- **Task goal**:
Return only the lines starting at the line that contains "of the mottled" and ending with the final line of the listing; include both endpoints.

- **Given data**:
— start —

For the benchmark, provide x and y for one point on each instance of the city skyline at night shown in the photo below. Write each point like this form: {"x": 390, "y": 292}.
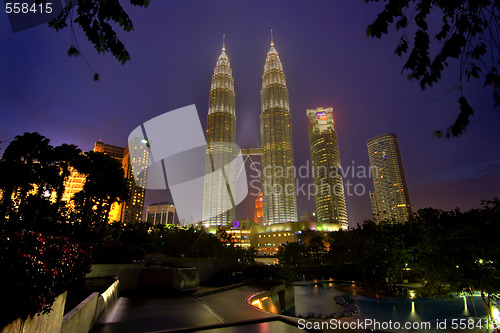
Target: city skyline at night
{"x": 328, "y": 60}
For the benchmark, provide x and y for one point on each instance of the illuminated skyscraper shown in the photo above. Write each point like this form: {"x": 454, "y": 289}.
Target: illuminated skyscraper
{"x": 390, "y": 199}
{"x": 278, "y": 176}
{"x": 129, "y": 211}
{"x": 218, "y": 205}
{"x": 325, "y": 160}
{"x": 138, "y": 153}
{"x": 259, "y": 212}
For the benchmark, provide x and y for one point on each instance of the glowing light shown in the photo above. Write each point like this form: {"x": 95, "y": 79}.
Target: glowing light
{"x": 496, "y": 314}
{"x": 321, "y": 116}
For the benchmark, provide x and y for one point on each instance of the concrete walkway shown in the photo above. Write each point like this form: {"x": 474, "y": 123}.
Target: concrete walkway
{"x": 190, "y": 313}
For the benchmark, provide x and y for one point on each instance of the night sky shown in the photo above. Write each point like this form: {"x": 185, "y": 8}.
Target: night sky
{"x": 328, "y": 61}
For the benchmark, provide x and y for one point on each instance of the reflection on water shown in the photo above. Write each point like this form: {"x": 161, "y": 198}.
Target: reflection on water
{"x": 320, "y": 299}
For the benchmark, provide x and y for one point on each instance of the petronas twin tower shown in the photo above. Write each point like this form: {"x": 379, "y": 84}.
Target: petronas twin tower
{"x": 278, "y": 176}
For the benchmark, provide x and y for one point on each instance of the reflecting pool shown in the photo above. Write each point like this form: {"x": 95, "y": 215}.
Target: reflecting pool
{"x": 318, "y": 301}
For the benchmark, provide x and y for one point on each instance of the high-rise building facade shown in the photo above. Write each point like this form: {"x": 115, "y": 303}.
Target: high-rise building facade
{"x": 130, "y": 210}
{"x": 278, "y": 169}
{"x": 390, "y": 199}
{"x": 135, "y": 152}
{"x": 160, "y": 213}
{"x": 218, "y": 203}
{"x": 325, "y": 161}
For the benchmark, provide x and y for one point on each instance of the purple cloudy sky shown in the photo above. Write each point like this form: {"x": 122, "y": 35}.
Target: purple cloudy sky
{"x": 328, "y": 61}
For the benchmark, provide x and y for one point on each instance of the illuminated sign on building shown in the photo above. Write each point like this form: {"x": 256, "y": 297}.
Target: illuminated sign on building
{"x": 321, "y": 116}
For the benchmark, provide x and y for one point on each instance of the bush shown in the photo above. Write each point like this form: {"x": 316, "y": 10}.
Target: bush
{"x": 35, "y": 270}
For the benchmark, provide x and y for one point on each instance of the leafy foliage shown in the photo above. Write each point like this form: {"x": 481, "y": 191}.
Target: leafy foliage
{"x": 96, "y": 19}
{"x": 32, "y": 183}
{"x": 469, "y": 32}
{"x": 36, "y": 269}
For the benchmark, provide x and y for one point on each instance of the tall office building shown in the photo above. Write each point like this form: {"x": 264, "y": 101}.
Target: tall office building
{"x": 160, "y": 213}
{"x": 390, "y": 199}
{"x": 325, "y": 160}
{"x": 130, "y": 210}
{"x": 278, "y": 174}
{"x": 115, "y": 212}
{"x": 218, "y": 203}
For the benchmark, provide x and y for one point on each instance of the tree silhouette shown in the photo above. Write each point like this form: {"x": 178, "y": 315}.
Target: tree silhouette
{"x": 469, "y": 32}
{"x": 105, "y": 184}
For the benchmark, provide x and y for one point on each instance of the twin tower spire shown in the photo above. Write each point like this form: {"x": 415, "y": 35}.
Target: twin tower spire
{"x": 277, "y": 167}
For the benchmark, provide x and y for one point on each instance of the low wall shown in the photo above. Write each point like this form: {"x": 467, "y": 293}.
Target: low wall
{"x": 169, "y": 279}
{"x": 127, "y": 274}
{"x": 207, "y": 268}
{"x": 50, "y": 322}
{"x": 83, "y": 317}
{"x": 277, "y": 300}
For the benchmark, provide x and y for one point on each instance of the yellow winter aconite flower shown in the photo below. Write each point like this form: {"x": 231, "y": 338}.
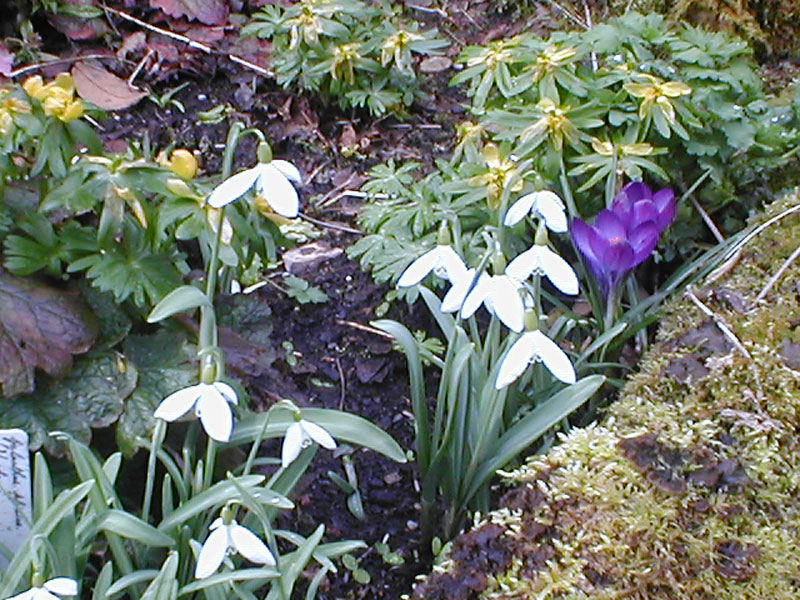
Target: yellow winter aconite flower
{"x": 57, "y": 97}
{"x": 657, "y": 93}
{"x": 182, "y": 163}
{"x": 8, "y": 106}
{"x": 501, "y": 172}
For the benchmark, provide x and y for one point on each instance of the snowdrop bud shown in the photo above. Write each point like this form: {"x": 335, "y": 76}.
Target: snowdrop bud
{"x": 541, "y": 234}
{"x": 264, "y": 152}
{"x": 208, "y": 370}
{"x": 444, "y": 234}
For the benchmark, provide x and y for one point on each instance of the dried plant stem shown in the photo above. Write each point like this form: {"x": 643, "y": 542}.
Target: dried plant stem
{"x": 720, "y": 323}
{"x": 190, "y": 42}
{"x": 778, "y": 274}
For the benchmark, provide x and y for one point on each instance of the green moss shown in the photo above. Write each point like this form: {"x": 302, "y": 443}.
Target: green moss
{"x": 688, "y": 489}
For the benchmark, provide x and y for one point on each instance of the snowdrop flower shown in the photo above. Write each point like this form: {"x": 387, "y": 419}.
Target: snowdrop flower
{"x": 541, "y": 260}
{"x": 50, "y": 590}
{"x": 543, "y": 204}
{"x": 500, "y": 295}
{"x": 442, "y": 260}
{"x": 226, "y": 538}
{"x": 301, "y": 434}
{"x": 211, "y": 403}
{"x": 270, "y": 180}
{"x": 531, "y": 347}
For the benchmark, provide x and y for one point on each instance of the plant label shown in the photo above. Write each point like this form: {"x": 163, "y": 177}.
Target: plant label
{"x": 15, "y": 491}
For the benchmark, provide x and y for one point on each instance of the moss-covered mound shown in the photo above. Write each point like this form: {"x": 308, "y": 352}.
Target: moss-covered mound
{"x": 689, "y": 489}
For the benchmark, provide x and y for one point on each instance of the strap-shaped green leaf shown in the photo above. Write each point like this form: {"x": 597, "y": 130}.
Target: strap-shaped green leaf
{"x": 185, "y": 297}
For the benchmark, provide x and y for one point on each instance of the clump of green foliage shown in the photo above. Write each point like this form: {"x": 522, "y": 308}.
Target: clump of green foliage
{"x": 361, "y": 55}
{"x": 688, "y": 487}
{"x": 584, "y": 112}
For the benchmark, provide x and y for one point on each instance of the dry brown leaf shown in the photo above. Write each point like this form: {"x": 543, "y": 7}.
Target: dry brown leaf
{"x": 103, "y": 89}
{"x": 208, "y": 12}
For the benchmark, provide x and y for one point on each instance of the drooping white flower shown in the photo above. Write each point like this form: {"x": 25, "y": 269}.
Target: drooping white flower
{"x": 301, "y": 434}
{"x": 271, "y": 180}
{"x": 500, "y": 294}
{"x": 540, "y": 259}
{"x": 225, "y": 539}
{"x": 543, "y": 204}
{"x": 50, "y": 590}
{"x": 442, "y": 260}
{"x": 531, "y": 347}
{"x": 211, "y": 403}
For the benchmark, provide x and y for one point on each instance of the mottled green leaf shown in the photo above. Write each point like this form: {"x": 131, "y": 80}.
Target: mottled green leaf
{"x": 164, "y": 365}
{"x": 92, "y": 395}
{"x": 40, "y": 326}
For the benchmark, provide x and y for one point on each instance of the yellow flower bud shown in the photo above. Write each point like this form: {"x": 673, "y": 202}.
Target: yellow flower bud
{"x": 183, "y": 163}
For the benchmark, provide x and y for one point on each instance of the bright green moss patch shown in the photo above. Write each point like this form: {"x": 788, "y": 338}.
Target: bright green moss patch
{"x": 689, "y": 489}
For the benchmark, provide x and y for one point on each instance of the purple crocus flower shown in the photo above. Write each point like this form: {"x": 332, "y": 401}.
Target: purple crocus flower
{"x": 623, "y": 236}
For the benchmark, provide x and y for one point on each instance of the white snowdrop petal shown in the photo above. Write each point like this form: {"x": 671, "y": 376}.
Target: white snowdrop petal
{"x": 318, "y": 434}
{"x": 226, "y": 391}
{"x": 288, "y": 170}
{"x": 215, "y": 416}
{"x": 454, "y": 298}
{"x": 559, "y": 271}
{"x": 292, "y": 444}
{"x": 524, "y": 265}
{"x": 451, "y": 262}
{"x": 28, "y": 594}
{"x": 519, "y": 210}
{"x": 63, "y": 586}
{"x": 507, "y": 303}
{"x": 476, "y": 297}
{"x": 551, "y": 208}
{"x": 280, "y": 194}
{"x": 178, "y": 403}
{"x": 232, "y": 188}
{"x": 249, "y": 545}
{"x": 419, "y": 269}
{"x": 515, "y": 361}
{"x": 553, "y": 357}
{"x": 212, "y": 553}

— end —

- **Solution for this task**:
For the benchmark, provide x and y for one point on each instance of the mottled green leaf shown in the photo above. Write each point like this form: {"x": 131, "y": 80}.
Target: mottled green leaf
{"x": 164, "y": 365}
{"x": 92, "y": 395}
{"x": 40, "y": 326}
For the benchmark, provide x and y for one point on each instance of the yellow flower bud shown in the photo above. Write each point like this form: {"x": 673, "y": 202}.
Target: yellow flower bud
{"x": 183, "y": 163}
For the benchmark, provide x and y for one point on each instance of the bright green moss patch shown in the photo above. Write each point like this form: {"x": 788, "y": 338}.
Target: bright green moss patch
{"x": 689, "y": 489}
For the benchmark, provide x and y for one point on each instance of the purple crocus flower shown in the photo above. Write each point like this form: {"x": 332, "y": 401}.
Target: purple crocus flower
{"x": 623, "y": 236}
For the benchmark, provide x and y for one point on each instance of the white snowdrop petal shown in the photo above. Write each point like this form: {"x": 671, "y": 376}.
Target: white snowdrop petal
{"x": 318, "y": 434}
{"x": 226, "y": 391}
{"x": 288, "y": 170}
{"x": 215, "y": 416}
{"x": 454, "y": 298}
{"x": 559, "y": 271}
{"x": 292, "y": 444}
{"x": 524, "y": 265}
{"x": 451, "y": 262}
{"x": 28, "y": 594}
{"x": 519, "y": 210}
{"x": 63, "y": 586}
{"x": 507, "y": 303}
{"x": 476, "y": 297}
{"x": 551, "y": 208}
{"x": 280, "y": 194}
{"x": 178, "y": 403}
{"x": 232, "y": 188}
{"x": 249, "y": 545}
{"x": 419, "y": 269}
{"x": 515, "y": 361}
{"x": 553, "y": 357}
{"x": 212, "y": 553}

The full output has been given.